• _TASK INSTRUCTIONS_
• A. Can you rewrite the shad excerpt starting at "But let me try" and ending at "little preliminary backstory.", swapping "backstory" for "background"?
• B. Answer these questions using the shad excerpt:
(i) In which month does the writer sometimes go to the Florida Keys, and what fish is the trip for?
(ii) According to the excerpt, what does it mean that shad are anadromous?
(iii) Which work does the excerpt cite for information on the natural history of shad on the east coast?

• _TEXT EXCERPT_
#####

Sometimes in May I go to the Florida Keys to fish for tarpon and my friend Bernie just can’t understand why I would do such a stupid thing; he can’t understand why I would leave the Sacramento Valley during shad season to fish for something else. The remarkable thing is that Bernie is genuinely sincere when he makes this comment. Truth be told, if allowed Bernie would take off the entire months of May and June and would spend each day fishing for shad, and he is far from being the only fly angler with this passion. Shad seems to make some fly fishers talk and behave crazy like this. But not all fly anglers share this ebullient enthusiasm. Informally I would have to say that 65% of all local fly fishers are insane for shad, and the other 65% are somewhat less crazy about them. And to me this statistic is interesting—not only because it makes no sense, but because although it is the case that nearly every fly fisher likes to fish for trout, all are enchanted with the mystery of steelhead, most would like to catch a big striper, but half of all fly fishers care only a little about shad. Those that do care about shad fishing care BIG time. No other game fish that I can name simultaneously inspires such devotion and such dis-inspiration. Why?

[I will admit that I am part of the 65% that is less crazy about the shad; however that does not mean that I do not have a lot of experience with them. I am the dis-passionate observer and reporter of an interesting phenomenon–a sports reporter describing the big game rather than the ball player on the diamond trying to kick the puck through the goalposts.]

But let me try to answer the question of why most fly anglers are devoted to shadding and why many fly anglers are not after I try to provide a little preliminary backstory.

First let’s talk a little about what shad are. Shad are an anadromous fish, (not “andromedas,” “anamadrous,” “amadrashadicus,” or any other mangalation of the word), which means that they live to maturity in the ocean and return to their natal rivers to spawn. They are apparently filter feeders, but will strike at artificial flies with a repetitive and mindless abandon. Apart from this little is apparently known of their natural history here on the west coast where the shad are not as commercially valuable a fish as they are on the east coast, which means that there is little funding for research on their natural history; [For information on the natural history of shad on the east coast, again see McPhee, The Founding Fish; op-cit, ibid, et-al, etc].

#####

• _GIVEN RECORDS_
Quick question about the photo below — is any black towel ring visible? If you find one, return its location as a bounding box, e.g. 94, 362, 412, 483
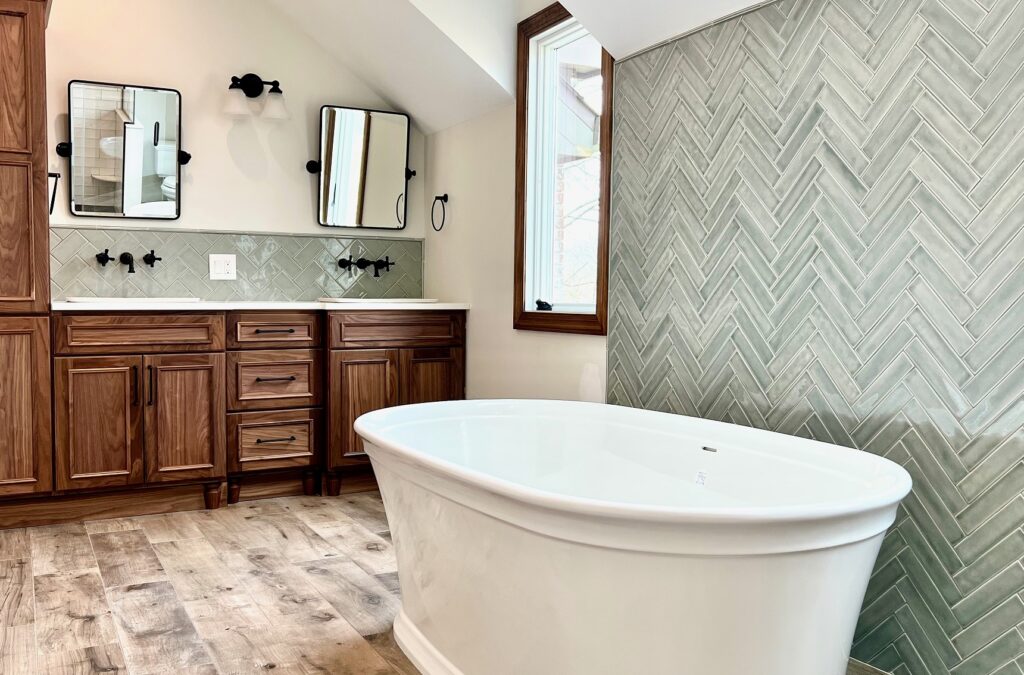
430, 193, 447, 233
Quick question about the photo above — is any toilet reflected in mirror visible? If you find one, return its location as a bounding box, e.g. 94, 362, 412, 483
68, 80, 181, 219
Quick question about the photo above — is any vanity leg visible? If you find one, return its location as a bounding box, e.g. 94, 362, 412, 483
203, 482, 220, 509
327, 473, 341, 497
227, 478, 242, 504
302, 470, 318, 497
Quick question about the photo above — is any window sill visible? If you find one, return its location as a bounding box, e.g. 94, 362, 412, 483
512, 310, 608, 335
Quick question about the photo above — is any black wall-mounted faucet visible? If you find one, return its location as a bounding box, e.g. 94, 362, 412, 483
118, 251, 135, 275
374, 256, 396, 277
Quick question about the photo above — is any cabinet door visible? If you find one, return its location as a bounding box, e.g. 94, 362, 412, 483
0, 0, 49, 313
398, 347, 465, 404
0, 317, 53, 496
330, 349, 398, 467
142, 353, 225, 482
53, 356, 142, 490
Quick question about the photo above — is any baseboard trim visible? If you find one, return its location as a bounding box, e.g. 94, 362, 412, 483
0, 483, 220, 530
846, 659, 891, 675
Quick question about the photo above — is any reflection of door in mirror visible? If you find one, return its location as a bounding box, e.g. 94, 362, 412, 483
69, 81, 181, 218
318, 106, 409, 229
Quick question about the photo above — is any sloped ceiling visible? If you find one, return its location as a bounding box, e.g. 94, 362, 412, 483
266, 0, 764, 134
561, 0, 767, 60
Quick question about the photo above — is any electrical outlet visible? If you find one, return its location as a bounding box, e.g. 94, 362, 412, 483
210, 253, 238, 281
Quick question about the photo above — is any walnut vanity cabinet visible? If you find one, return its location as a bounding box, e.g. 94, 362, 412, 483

#####

• _OUTPUTS BY TASK_
• A.
But let me try to answer the question of why most fly anglers are devoted to shadding and why many fly anglers are not after I try to provide a little preliminary background.

• B.
(i) May; the trip is to fish for tarpon.
(ii) Shad live to maturity in the ocean and return to their natal rivers to spawn.
(iii) McPhee, The Founding Fish.